# TASK TO CARRY OUT
Transcribe only part of the material below: the lines from the one containing "Return the outline of every instance of the jersey" through the one containing "Return the outline of every instance of the player's", inclusive, exactly as written.

___ MATERIAL SUPPLIED ___

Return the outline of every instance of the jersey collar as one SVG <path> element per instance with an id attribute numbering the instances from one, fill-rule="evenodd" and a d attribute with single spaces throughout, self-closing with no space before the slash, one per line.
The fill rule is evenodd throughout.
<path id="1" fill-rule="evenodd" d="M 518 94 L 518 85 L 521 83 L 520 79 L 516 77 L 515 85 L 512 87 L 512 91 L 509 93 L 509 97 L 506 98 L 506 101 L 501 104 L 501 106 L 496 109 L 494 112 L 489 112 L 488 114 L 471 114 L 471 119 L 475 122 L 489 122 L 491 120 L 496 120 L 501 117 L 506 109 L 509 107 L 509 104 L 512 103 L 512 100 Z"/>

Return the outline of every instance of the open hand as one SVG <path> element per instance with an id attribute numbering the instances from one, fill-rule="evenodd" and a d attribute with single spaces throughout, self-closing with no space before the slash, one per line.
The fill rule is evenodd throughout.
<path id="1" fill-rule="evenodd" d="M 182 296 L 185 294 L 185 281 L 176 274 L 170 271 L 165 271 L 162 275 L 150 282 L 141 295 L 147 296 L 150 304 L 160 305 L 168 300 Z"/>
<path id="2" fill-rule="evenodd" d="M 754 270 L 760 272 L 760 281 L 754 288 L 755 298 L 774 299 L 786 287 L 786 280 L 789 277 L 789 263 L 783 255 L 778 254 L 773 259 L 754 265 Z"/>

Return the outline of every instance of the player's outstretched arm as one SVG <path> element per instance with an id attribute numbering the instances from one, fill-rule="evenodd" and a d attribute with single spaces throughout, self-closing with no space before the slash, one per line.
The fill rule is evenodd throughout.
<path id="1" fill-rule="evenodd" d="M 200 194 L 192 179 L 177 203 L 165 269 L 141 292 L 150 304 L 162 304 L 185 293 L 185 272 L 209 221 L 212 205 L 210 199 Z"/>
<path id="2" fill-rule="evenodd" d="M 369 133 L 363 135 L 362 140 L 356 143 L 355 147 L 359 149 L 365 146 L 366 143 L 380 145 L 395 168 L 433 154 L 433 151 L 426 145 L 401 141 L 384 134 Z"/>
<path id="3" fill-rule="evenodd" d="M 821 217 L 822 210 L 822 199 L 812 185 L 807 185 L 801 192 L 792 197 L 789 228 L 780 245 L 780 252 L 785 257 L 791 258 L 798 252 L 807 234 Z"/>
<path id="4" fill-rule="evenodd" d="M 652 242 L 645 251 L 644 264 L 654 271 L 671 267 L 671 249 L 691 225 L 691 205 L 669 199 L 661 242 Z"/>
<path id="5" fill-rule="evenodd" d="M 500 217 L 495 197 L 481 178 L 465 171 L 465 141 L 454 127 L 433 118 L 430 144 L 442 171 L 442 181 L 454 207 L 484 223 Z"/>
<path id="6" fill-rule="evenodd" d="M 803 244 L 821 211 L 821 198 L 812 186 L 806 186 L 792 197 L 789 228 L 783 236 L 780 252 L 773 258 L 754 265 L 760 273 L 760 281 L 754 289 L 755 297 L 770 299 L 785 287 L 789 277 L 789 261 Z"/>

___
___ MATERIAL SUPPLIED ___

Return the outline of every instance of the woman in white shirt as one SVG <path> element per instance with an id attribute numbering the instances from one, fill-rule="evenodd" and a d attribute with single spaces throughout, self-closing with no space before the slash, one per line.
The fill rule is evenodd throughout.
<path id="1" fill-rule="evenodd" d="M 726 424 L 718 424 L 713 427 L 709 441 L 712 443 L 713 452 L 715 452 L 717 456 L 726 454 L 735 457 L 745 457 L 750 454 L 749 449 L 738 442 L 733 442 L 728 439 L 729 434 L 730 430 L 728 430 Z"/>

___

# SOLUTION TO THIS PROBLEM
Return the outline of every instance of the jersey collar as one SVG <path> element per instance with an id attribute numbering the instances from one, fill-rule="evenodd" and a d attribute with single spaces throughout, self-closing with no space before the slash, one per line.
The fill rule is evenodd throughout.
<path id="1" fill-rule="evenodd" d="M 518 94 L 518 85 L 521 83 L 520 79 L 516 77 L 515 85 L 512 87 L 512 91 L 509 93 L 509 97 L 506 98 L 506 101 L 501 104 L 501 106 L 496 109 L 494 112 L 489 112 L 488 114 L 471 114 L 471 119 L 475 122 L 489 122 L 491 120 L 496 120 L 501 117 L 506 109 L 509 107 L 509 104 L 512 103 L 512 100 Z"/>

Return the outline of every instance of the open hand as one SVG <path> element per instance with an id attribute numbering the instances from one, fill-rule="evenodd" and a d attribute with single spaces throughout, self-closing with no space before the slash, one per line.
The fill rule is evenodd throughout.
<path id="1" fill-rule="evenodd" d="M 182 296 L 185 294 L 185 281 L 176 274 L 170 271 L 165 271 L 162 275 L 150 282 L 141 295 L 147 296 L 150 304 L 160 305 L 168 300 Z"/>
<path id="2" fill-rule="evenodd" d="M 754 270 L 760 272 L 760 281 L 754 288 L 755 298 L 774 299 L 786 287 L 786 280 L 789 277 L 789 263 L 783 255 L 778 254 L 773 259 L 754 265 Z"/>

Return the outline of every instance of the player's outstretched arm as one SVG <path> element per instance with an id attribute numbering the instances from one, fill-rule="evenodd" and a d attribute with single spaces throughout, self-closing with no space before the slash, one per line.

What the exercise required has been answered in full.